Texto extraído:
======
A queda de um avião de pequeno porte em Gramado, no Rio Grande do Sul, na manhã do último domingo (22), deixou 10 mortos de uma mesma família, além de 17 feridos nas proximidades do acidente. As condições meteorológicas eram desfavoráveis para voo no momento da tragédia, com alta nebulosidade, mas as causas ainda serão investigadas pelo Centro de Investigação e Prevenção de Acidentes Aeronáuticos (Cenipa), da Aeronáutica.

Quem são as vítimas

O governo do Rio Grande do Sul confirmou a morte do empresário Luiz Cláudio Salgueiro Galeazzi, de 61 anos, que era dono do avião e pilotava a aeronave. Também morreram no acidente sua mulher, as três filhas adolescentes do casal, sua sogra, cunhada e concunhado — Bruno Cardoso Munhoz Guimarães, diretor da empresa de Galeazzi —, além de duas crianças. Apenas os nomes de Galeazzi e Guimarães foram divulgados.

A família morava em São Paulo e teria ido ao Rio Grande do Sul para participar das festividades de Natal. Em nota ao EXTRA, a Galeazzi & Associados, companhia da qual o empresário era CEO, informou que todos os registros e autorizações da aeronave estavam devidamente em ordem e que pretende acompanhar as investigações conduzidas pelas autoridades competentes.

O trajeto e a queda da aeronave

O avião havia decolado de Canela, no Rio Grande do Sul, às 9h15 do último domingo (22), com destino a Jundiaí, em São Paulo, mas sofreu a queda minutos depois em Gramado, cidade vizinha, após bater na chaminé de um prédio próximo à Avenida das Hortênsias, segundo a Secretaria de Segurança Pública e a Infraero. Em seguida, a aeronave atingiu o segundo andar de uma residência e caiu sobre uma loja de móveis. Os destroços ainda alcançaram uma pousada, que agora está sob risco de desabamento.
======
Dados fornecidos:
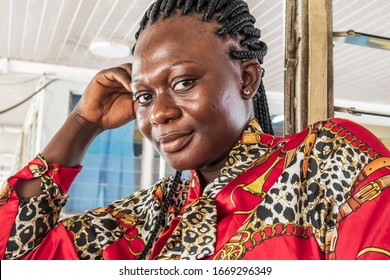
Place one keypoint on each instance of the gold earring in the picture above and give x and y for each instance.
(247, 91)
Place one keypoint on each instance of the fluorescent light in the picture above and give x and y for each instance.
(109, 49)
(278, 118)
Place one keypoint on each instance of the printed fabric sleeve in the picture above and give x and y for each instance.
(362, 227)
(25, 222)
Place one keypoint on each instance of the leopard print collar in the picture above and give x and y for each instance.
(195, 235)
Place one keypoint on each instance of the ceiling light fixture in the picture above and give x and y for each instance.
(109, 49)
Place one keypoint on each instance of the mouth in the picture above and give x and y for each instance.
(174, 142)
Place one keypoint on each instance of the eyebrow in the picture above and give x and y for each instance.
(170, 66)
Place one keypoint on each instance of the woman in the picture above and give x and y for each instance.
(195, 88)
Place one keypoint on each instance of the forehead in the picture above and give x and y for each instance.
(184, 37)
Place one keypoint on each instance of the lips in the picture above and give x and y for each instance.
(174, 141)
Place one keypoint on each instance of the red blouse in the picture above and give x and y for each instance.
(318, 194)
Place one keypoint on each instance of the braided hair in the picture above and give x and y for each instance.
(236, 21)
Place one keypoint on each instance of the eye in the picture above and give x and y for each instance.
(183, 85)
(143, 98)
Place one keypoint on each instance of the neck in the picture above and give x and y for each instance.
(209, 173)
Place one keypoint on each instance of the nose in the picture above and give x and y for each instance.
(164, 110)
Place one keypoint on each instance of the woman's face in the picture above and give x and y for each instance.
(188, 93)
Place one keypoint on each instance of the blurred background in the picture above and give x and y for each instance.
(49, 50)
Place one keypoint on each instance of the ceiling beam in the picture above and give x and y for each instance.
(53, 71)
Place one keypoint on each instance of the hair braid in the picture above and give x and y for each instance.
(167, 201)
(235, 18)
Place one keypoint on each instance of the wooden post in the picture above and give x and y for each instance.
(308, 63)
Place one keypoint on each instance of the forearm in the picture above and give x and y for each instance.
(67, 148)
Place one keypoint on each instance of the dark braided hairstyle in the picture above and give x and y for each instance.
(237, 22)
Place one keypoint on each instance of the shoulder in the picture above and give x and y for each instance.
(352, 133)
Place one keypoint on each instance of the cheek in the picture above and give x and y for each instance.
(143, 123)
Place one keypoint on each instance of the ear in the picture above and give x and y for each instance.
(251, 77)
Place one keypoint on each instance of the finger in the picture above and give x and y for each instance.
(119, 75)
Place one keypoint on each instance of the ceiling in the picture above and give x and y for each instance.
(37, 35)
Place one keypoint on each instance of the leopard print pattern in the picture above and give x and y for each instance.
(36, 216)
(94, 230)
(195, 236)
(312, 201)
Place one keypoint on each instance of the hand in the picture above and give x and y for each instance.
(107, 101)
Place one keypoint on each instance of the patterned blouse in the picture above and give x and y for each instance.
(319, 194)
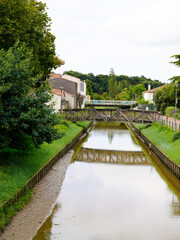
======
Item da tarefa: Reproduza fielmente o trecho do texto sobre a queda do avião em Gramado que começa nas palavras "O trajeto e" e termina depois de "risco de desabamento.".

Caixa de resposta:
O trajeto e a queda da aeronave

O avião havia decolado de Canela, no Rio Grande do Sul, às 9h15 do último domingo (22), com destino a Jundiaí, em São Paulo, mas sofreu a queda minutos depois em Gramado, cidade vizinha, após bater na chaminé de um prédio próximo à Avenida das Hortênsias, segundo a Secretaria de Segurança Pública e a Infraero. Em seguida, a aeronave atingiu o segundo andar de uma residência e caiu sobre uma loja de móveis. Os destroços ainda alcançaram uma pousada, que agora está sob risco de desabamento.